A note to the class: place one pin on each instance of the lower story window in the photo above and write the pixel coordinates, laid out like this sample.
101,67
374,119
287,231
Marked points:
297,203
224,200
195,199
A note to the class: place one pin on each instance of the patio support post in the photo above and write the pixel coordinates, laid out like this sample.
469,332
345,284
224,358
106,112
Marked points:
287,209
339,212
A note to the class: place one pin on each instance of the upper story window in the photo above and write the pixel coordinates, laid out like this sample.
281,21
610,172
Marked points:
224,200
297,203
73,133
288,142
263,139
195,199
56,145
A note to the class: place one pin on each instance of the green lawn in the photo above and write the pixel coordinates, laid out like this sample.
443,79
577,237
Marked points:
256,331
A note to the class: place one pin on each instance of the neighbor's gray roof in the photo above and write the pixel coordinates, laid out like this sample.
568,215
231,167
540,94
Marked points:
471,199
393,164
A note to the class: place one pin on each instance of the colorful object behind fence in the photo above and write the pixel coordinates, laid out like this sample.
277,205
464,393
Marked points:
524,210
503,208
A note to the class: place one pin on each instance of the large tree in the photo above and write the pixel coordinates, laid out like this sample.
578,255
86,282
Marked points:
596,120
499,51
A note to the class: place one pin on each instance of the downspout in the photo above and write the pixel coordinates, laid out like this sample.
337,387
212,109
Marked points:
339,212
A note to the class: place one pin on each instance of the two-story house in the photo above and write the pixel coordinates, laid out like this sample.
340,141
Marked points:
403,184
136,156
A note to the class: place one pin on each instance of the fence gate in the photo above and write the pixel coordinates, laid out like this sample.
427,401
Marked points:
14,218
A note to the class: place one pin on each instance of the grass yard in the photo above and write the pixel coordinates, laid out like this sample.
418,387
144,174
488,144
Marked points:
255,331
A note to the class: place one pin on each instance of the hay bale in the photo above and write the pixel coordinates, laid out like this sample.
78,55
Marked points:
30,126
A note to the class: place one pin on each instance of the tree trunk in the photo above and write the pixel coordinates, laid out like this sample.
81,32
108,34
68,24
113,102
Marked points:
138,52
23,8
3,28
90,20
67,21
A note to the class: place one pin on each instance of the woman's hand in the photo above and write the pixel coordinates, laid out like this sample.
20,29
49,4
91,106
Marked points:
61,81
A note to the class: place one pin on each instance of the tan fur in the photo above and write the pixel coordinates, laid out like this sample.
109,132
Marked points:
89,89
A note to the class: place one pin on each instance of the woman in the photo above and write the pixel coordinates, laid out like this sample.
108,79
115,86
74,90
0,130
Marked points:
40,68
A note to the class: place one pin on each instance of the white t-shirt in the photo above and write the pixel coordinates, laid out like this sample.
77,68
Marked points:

----

The required response is a complete, exact copy of the records.

A note to the class: place one pin on each instance of the lower story window in the photo above and write the pixel coordinates, laid out like this sample.
101,67
374,119
287,231
Marked points:
297,203
224,200
195,199
A note to the class: place one pin on each instance of the patio support post in the photo above and write the pixel coordinates, laid out like this sample.
469,332
345,284
224,358
106,112
Marked points:
287,209
339,212
A note to the class: place one pin on each instance of the upper story window in the photo above and write the pixel coordinates, laid out like this sample.
281,21
610,172
Marked points:
224,200
297,203
73,133
288,142
263,139
195,199
56,145
A note to the class: place one pin on each instance of the green lawn in the photo above and write the pixel coordinates, laid out like this sample.
443,79
577,237
Marked points:
256,331
A note to the class: place one pin on each instance of the neighbor's gray roof in the photo above and write the pixel coordinates, laid out like this sample.
568,215
231,167
540,94
Marked points:
471,199
393,164
A note to the class: place one pin on each instance of the colorful object behind fence in the photo above and write the pixel coordinates, laid out like this sample.
277,205
464,393
Marked points:
524,210
503,208
A note to the class: place one pin on each instance of the large tree in the photo above and write the pixel coordinates, laid out like this sample.
578,255
86,282
Marked points:
596,120
499,51
A note to the class: place one pin on each instance of the downspout in the photo above and write the pixel coordinates, laid out like this sample.
337,387
212,109
Marked points:
339,212
A note to the class: place one pin on each instance of the two-story house in the photo above and write the pixel coordinates, laid out like this sample.
340,141
Marked points:
403,184
136,156
A note to the class: place one pin on each instance of the fence gate in the photo above and write the pixel coordinates, laid out like this sample.
427,401
Marked points:
14,218
A note to the class: place one pin on each instance of the grass yard in the photo above and write the pixel coordinates, laid out like this sample.
418,387
144,174
488,144
Marked points:
255,331
A note to the class: place one pin on each instance of the hay bale in the photo above and write the pixel coordinates, laid out like this sample.
78,55
Marked points:
30,126
A note to the class: place one pin on each instance of the tree trunk in the photo above and write the pixel coordinates, laid out like this sample.
81,32
108,34
68,24
113,102
Marked points:
138,52
23,8
3,28
90,20
67,21
A note to the class: place one pin on each instance of the woman's hand in the photo above and write the pixel coordinates, laid out like this sample.
20,29
49,4
91,106
Marked points:
61,81
A note to the class: place one pin on each instance of the tan fur in the photo above and write the pixel coordinates, laid out like this sample.
109,132
Marked points:
89,89
A note to the class: place one pin on each instance of the woman in the photo above and write the pixel coordinates, laid out like this sample.
108,79
115,86
74,90
0,130
Marked points:
40,68
A note to the class: place one pin on each instance of the white t-shirt in the photo above and write the pixel coordinates, laid out like this sample.
77,68
Marked points:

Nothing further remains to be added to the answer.